• **Data to process**
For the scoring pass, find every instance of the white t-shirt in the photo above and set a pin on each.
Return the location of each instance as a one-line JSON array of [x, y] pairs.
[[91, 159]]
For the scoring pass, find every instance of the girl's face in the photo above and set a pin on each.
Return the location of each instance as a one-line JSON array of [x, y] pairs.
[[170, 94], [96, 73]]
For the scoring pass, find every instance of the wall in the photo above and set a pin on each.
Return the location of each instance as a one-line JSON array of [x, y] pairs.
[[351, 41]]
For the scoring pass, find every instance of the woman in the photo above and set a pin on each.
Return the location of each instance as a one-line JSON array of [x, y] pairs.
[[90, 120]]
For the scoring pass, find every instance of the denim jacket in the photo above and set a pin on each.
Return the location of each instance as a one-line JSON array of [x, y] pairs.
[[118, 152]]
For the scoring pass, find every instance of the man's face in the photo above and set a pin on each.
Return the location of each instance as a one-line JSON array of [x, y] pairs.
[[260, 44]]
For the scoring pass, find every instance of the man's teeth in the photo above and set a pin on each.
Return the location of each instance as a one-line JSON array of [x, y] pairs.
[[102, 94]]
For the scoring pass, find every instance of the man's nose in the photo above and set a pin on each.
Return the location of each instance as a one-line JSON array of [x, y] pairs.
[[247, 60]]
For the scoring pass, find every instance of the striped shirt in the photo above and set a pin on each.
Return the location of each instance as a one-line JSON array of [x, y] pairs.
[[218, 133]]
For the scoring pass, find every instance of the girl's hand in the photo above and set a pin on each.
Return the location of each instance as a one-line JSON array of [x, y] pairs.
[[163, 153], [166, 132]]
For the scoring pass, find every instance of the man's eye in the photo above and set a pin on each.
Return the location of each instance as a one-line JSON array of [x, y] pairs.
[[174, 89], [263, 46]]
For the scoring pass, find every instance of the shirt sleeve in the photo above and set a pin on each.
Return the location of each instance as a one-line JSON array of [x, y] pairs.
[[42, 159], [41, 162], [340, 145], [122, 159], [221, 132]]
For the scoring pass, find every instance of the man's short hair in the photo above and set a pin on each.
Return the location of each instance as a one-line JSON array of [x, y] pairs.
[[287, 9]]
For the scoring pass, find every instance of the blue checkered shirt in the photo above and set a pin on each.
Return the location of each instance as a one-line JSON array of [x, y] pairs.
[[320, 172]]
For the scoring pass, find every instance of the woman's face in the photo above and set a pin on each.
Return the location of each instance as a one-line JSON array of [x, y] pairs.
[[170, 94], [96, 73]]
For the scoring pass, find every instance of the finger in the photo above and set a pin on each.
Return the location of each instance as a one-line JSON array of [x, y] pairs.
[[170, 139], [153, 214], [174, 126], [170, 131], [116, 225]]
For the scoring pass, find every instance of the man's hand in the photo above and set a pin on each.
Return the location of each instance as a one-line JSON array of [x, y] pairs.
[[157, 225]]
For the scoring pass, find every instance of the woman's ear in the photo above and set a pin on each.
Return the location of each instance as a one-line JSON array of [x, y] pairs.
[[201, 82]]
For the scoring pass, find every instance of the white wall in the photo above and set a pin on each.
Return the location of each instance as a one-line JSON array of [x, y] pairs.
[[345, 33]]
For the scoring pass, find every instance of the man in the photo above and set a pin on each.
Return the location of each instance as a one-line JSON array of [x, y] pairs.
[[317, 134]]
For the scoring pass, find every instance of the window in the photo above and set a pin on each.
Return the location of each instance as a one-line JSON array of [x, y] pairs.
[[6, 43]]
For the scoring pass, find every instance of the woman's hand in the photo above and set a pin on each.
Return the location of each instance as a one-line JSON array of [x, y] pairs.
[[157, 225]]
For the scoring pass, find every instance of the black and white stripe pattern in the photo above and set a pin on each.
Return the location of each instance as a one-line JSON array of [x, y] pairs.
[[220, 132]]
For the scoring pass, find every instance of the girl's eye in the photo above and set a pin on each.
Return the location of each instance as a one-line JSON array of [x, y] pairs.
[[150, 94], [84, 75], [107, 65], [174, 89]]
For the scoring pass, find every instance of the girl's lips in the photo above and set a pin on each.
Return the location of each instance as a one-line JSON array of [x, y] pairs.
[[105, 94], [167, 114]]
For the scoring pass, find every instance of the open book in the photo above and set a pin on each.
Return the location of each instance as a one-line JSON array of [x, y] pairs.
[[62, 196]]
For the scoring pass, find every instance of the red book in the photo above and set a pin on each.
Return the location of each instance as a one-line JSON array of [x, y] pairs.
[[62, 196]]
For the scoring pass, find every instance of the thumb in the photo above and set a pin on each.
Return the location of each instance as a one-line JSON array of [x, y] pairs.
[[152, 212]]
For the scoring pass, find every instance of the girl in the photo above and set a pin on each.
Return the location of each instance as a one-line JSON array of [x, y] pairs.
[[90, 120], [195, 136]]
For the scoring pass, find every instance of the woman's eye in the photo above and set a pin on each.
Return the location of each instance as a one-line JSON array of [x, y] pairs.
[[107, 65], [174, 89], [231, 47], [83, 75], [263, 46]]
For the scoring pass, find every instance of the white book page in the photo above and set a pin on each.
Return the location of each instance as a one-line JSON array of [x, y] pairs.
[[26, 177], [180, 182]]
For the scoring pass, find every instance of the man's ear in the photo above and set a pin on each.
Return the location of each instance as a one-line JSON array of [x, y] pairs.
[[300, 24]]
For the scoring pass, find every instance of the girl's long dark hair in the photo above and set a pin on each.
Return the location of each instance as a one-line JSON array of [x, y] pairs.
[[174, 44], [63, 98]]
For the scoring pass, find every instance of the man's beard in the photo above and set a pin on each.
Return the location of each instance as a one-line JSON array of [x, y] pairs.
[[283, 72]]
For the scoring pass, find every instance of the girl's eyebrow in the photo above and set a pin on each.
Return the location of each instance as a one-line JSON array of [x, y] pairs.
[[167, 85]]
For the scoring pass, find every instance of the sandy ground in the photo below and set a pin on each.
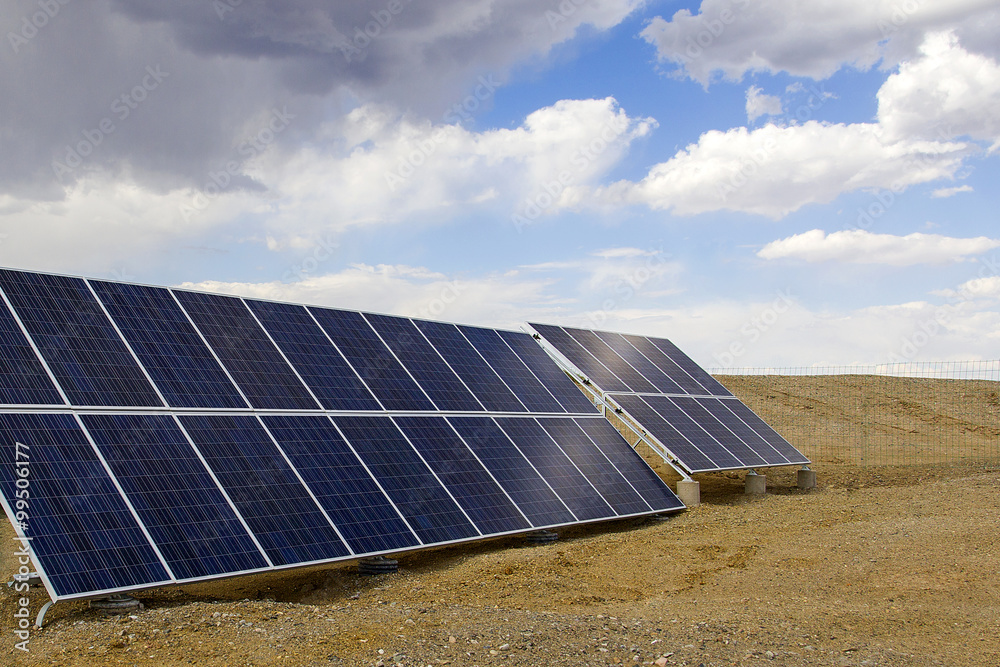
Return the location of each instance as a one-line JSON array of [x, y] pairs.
[[890, 565]]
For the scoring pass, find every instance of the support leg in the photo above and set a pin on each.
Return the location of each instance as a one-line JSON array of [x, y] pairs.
[[41, 614]]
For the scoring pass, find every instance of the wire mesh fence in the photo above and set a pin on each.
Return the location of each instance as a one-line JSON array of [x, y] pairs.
[[912, 413]]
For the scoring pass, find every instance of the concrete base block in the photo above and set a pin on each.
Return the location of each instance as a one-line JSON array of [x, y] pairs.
[[756, 485], [689, 491]]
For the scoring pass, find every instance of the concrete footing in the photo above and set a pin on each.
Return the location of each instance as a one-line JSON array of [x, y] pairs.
[[689, 491], [756, 485]]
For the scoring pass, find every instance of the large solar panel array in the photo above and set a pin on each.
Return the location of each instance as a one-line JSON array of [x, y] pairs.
[[175, 436], [689, 413]]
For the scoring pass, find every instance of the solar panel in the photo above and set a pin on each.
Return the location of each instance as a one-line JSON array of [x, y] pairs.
[[426, 366], [170, 349], [80, 526], [664, 395], [377, 366], [175, 497], [23, 380], [77, 340], [178, 436], [247, 352], [488, 387], [314, 357]]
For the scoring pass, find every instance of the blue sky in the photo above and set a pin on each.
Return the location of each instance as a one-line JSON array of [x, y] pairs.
[[766, 183]]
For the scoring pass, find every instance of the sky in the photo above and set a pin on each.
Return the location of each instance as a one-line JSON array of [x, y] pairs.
[[766, 183]]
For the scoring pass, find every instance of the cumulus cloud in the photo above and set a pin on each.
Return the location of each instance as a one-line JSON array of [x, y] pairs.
[[729, 38], [942, 193], [776, 329], [774, 170], [864, 247], [944, 95], [945, 92], [987, 287], [228, 64], [377, 166], [759, 104]]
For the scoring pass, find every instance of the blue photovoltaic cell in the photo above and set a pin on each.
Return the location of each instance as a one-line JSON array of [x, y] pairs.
[[168, 346], [709, 446], [355, 503], [426, 365], [579, 357], [313, 356], [474, 489], [427, 507], [742, 451], [574, 489], [628, 462], [595, 466], [514, 473], [557, 382], [284, 518], [372, 359], [649, 370], [703, 377], [187, 516], [511, 369], [692, 457], [247, 353], [23, 380], [80, 345], [611, 360], [83, 535], [464, 360], [718, 409], [763, 430], [665, 364]]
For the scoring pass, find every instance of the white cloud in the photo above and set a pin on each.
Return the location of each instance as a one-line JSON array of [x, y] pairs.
[[373, 167], [393, 168], [987, 287], [946, 92], [775, 170], [863, 247], [759, 104], [942, 193], [813, 39], [776, 329]]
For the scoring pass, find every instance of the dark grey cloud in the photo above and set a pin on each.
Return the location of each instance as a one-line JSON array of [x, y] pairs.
[[169, 92]]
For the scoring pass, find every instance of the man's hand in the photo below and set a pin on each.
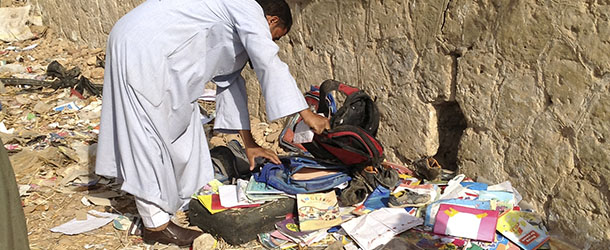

• **Given request**
Substitute "marker" for "pin" in the rows starting at the line that contains "the man's hand in the photo above" and ending at the line that contains "[[317, 134]]", and give only those lines with nothing else changed.

• **Answer to this task**
For the scoring pass, find every instance of the man's hand in the photo above and set a marker on each.
Return the location of each instance as a one-line JSON array of [x, y] pairs.
[[157, 225]]
For the scoring pass, find every instance of the woman's ear in the photo above and set a marker on each.
Return the location of each instance as a one-line JSON array of [x, y] pairs.
[[201, 82]]
For the scoring pass, find every instance of the white wall in the photo above and set a marker on each.
Return the location of each instance as a one-line JSON array of [x, y] pairs.
[[345, 33]]
For the scoring pass, find every instance of the man in the photo above and set a marker on each.
Return the location of each instance as a one-line JSON array of [x, y] pairs.
[[317, 134]]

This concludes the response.